TUGAS YANG DIBERIKAN 1
Bisakah Anda menuliskan ulang baris data mulai dari baris yang memuat "Provide the mask of every instance of the rotary" dan berakhir pada baris terakhir data, permintaannya ikut ditulis, dengan menskalakan ulang setiap koordinat dalam jawaban dikali 0,85 lalu dibulatkan ke bilangan bulat (nilai setengah dibulatkan ke atas)? Jangan sertakan gambar dalam jawaban.

Terkuak-inilah antara lain yang dipegang teguh oleh Febri Diansyah, S.H. seorang aktivis anti-korupsi Indonesia yang pernah menjabat sebagai Kepala Biro Hubungan Masyarakat Komisi Pemberantasan Korupsi atau yang lebih dikenal sebagai Juru Bicara KPK.
Menurutnya, profesi praktisi hukum, seperti: Advokat, Pengacara, Penasehat Hukum, Konsultan Hukum atau pun istilah lain, seperti kuasa hukum dan pembela adalah merupakan istilah kepada para ahli hukum sebagai profesi yang mulia (officium nobile).
Hal tersebut, sesuai dengan undang-undang No. 18 Tahun 2003 Tentang Advokat, di mana sebagai profesi yang mulia (officium nobile), Advokat haruslah selalu berpegang teguh pada aturan perundang-undangan yang berlaku, dan selalu bersikap dan bertindak sesuai dengan etika profesi.
Sebab, hubungan antara etika dan profesi hukum sangatlah erat, dengan etika inilah para Advokat dapat melaksanakan tugas (pengabdian) profesinya dengan baik untuk menciptakan penghormatan terhadap martabat manusia yang pada akhirnya akan melahirkan keadilan di tengah-tengah masyarakat berdasarkan fakta.
Febri Diansyah, pria Kelahiran Padang tepatnya Payakumbuh, 39 tahun silam, (8 Februari 1983) yang menyelesaikan sekolah Lanjutan atasnya di SMA Negeri 4 Padang (2000) dan Pendidikan hukumnya di Universitas Gadjah Mada (2002–2007).
Febri juga pernah menjadi aktivis Indonesia Corruption Watch (ICW) sejak tahun 2007. Setelah itu, Febri memilih menjadi Pegawai Fungsional Direktorat Gratifikasi KPK, hingga ia diangkat menjadi Kepala Biro Humas KPK tahun 2016.
Menurutnya, advokat dan pengacara memiliki makna yang sama dan hal ini telah dituangkan di dalam Pasal 32 ayat (1) Undang-Undang No. 18 Tahun 2003 tentang Advokat (UU Advokat) di mana advokat, penasihat hukum, pengacara praktik, dan konsultan hukum, semuanya disebut sebagai Advokat.
Diketahui, Febri Diansyah selain merupakan lulusan Fakultas Hukum Universitas Gadjah Mada, Yogyakarta tahun 2007, pada tahun yang sama, dia juga bergabung dengan Indonesia Corruption Watch (ICW), dan sebelumnya jejak karir Febri juga pernah bergabung bersama Indonesia Court Monitoring (ICM), Yogyakarta.

TUGAS YANG DIBERIKAN 2
Bisakah Anda menyalin persis bagian kutipan tentang Febri Diansyah yang dimulai dari "Febri Diansyah, pria" dan berakhir pada "disebut sebagai Advokat."?

DATA TUGAS
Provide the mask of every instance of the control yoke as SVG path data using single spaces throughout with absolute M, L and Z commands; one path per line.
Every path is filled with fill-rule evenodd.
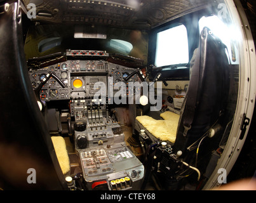
M 37 88 L 36 88 L 34 91 L 36 95 L 36 100 L 37 101 L 38 105 L 39 107 L 40 110 L 43 112 L 44 110 L 45 105 L 40 99 L 40 90 L 42 89 L 43 86 L 47 82 L 47 81 L 51 78 L 54 78 L 56 81 L 58 82 L 60 84 L 60 86 L 64 88 L 65 87 L 65 84 L 60 80 L 60 79 L 55 75 L 53 72 L 49 72 L 46 76 L 44 77 L 42 80 L 42 82 L 38 86 Z

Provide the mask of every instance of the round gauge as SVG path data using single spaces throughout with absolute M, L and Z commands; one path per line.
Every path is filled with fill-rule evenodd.
M 56 84 L 56 81 L 49 81 L 49 86 L 50 88 L 54 87 Z
M 42 81 L 43 79 L 46 76 L 46 74 L 42 74 L 40 75 L 40 81 Z
M 60 74 L 60 77 L 62 79 L 66 79 L 67 77 L 67 72 L 62 72 Z
M 50 97 L 51 99 L 55 99 L 58 96 L 58 89 L 50 89 Z
M 127 72 L 125 72 L 123 74 L 123 78 L 125 78 L 125 77 L 126 77 L 128 76 L 128 73 Z
M 67 64 L 66 64 L 66 63 L 63 63 L 63 64 L 62 65 L 62 70 L 66 70 L 67 69 Z
M 33 80 L 36 79 L 36 77 L 37 77 L 37 75 L 36 74 L 33 74 L 31 75 L 31 79 Z
M 68 80 L 64 80 L 62 81 L 63 83 L 64 83 L 66 86 L 67 85 L 67 84 L 69 83 L 69 81 Z
M 115 76 L 117 77 L 119 77 L 121 76 L 120 72 L 119 72 L 119 71 L 115 72 Z
M 77 89 L 80 88 L 83 86 L 83 82 L 81 80 L 77 79 L 74 81 L 73 86 Z
M 33 88 L 33 89 L 35 89 L 36 88 L 36 83 L 35 82 L 33 82 L 31 84 L 32 84 L 32 87 Z

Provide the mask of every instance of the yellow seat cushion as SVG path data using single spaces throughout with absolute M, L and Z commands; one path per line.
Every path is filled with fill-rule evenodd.
M 164 120 L 156 120 L 148 115 L 137 116 L 136 119 L 156 138 L 175 143 L 180 115 L 167 111 L 160 116 Z
M 51 141 L 60 168 L 62 169 L 63 174 L 65 174 L 71 169 L 69 158 L 65 140 L 62 136 L 51 136 Z

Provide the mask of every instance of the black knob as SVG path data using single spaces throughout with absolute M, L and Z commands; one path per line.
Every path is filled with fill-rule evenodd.
M 81 134 L 77 136 L 76 138 L 76 144 L 79 148 L 85 148 L 88 145 L 88 140 L 85 134 Z
M 86 129 L 86 124 L 85 122 L 77 122 L 74 125 L 75 131 L 84 131 Z

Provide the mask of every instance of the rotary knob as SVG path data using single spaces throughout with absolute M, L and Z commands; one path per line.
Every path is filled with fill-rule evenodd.
M 76 138 L 76 143 L 79 148 L 85 148 L 88 145 L 88 140 L 85 134 L 80 134 Z
M 86 129 L 86 124 L 84 122 L 76 122 L 74 125 L 75 131 L 81 132 Z

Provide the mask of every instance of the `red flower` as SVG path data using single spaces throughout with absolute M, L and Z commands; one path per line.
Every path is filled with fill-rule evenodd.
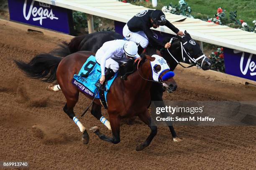
M 222 12 L 223 11 L 223 10 L 222 10 L 222 9 L 221 9 L 220 7 L 218 8 L 218 9 L 217 10 L 217 13 L 218 14 Z
M 223 54 L 223 53 L 220 54 L 220 55 L 219 55 L 219 57 L 220 57 L 220 58 L 223 58 L 224 54 Z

JAWABAN TUGAS 1
Provide the mask of every instance of the rotary knob as SVG path data using single spaces throughout with absolute M, L and Z commands; one path per line.
Every path is filled with fill-rule evenodd.
M 65 117 L 65 122 L 67 126 L 72 126 L 75 123 L 75 119 L 72 114 L 68 114 Z
M 73 110 L 73 105 L 71 104 L 65 104 L 63 106 L 64 111 L 69 112 Z

Provide the mask of every instance of the `red flower` as SVG path data using single spaces throughout with absolute M, L and Z commands; one path per line.
Every path is filled with fill-rule evenodd.
M 189 10 L 190 9 L 190 9 L 189 9 L 189 8 L 188 8 L 187 6 L 185 7 L 185 8 L 184 9 L 184 11 L 185 12 Z
M 190 46 L 190 45 L 187 46 L 187 47 L 186 47 L 186 48 L 187 48 L 187 49 L 190 49 L 190 46 Z

JAWABAN TUGAS 2
Febri Diansyah, pria Kelahiran Padang tepatnya Payakumbuh, 39 tahun silam, (8 Februari 1983) yang menyelesaikan sekolah Lanjutan atasnya di SMA Negeri 4 Padang (2000) dan Pendidikan hukumnya di Universitas Gadjah Mada (2002–2007).
Febri juga pernah menjadi aktivis Indonesia Corruption Watch (ICW) sejak tahun 2007. Setelah itu, Febri memilih menjadi Pegawai Fungsional Direktorat Gratifikasi KPK, hingga ia diangkat menjadi Kepala Biro Humas KPK tahun 2016.
Menurutnya, advokat dan pengacara memiliki makna yang sama dan hal ini telah dituangkan di dalam Pasal 32 ayat (1) Undang-Undang No. 18 Tahun 2003 tentang Advokat (UU Advokat) di mana advokat, penasihat hukum, pengacara praktik, dan konsultan hukum, semuanya disebut sebagai Advokat.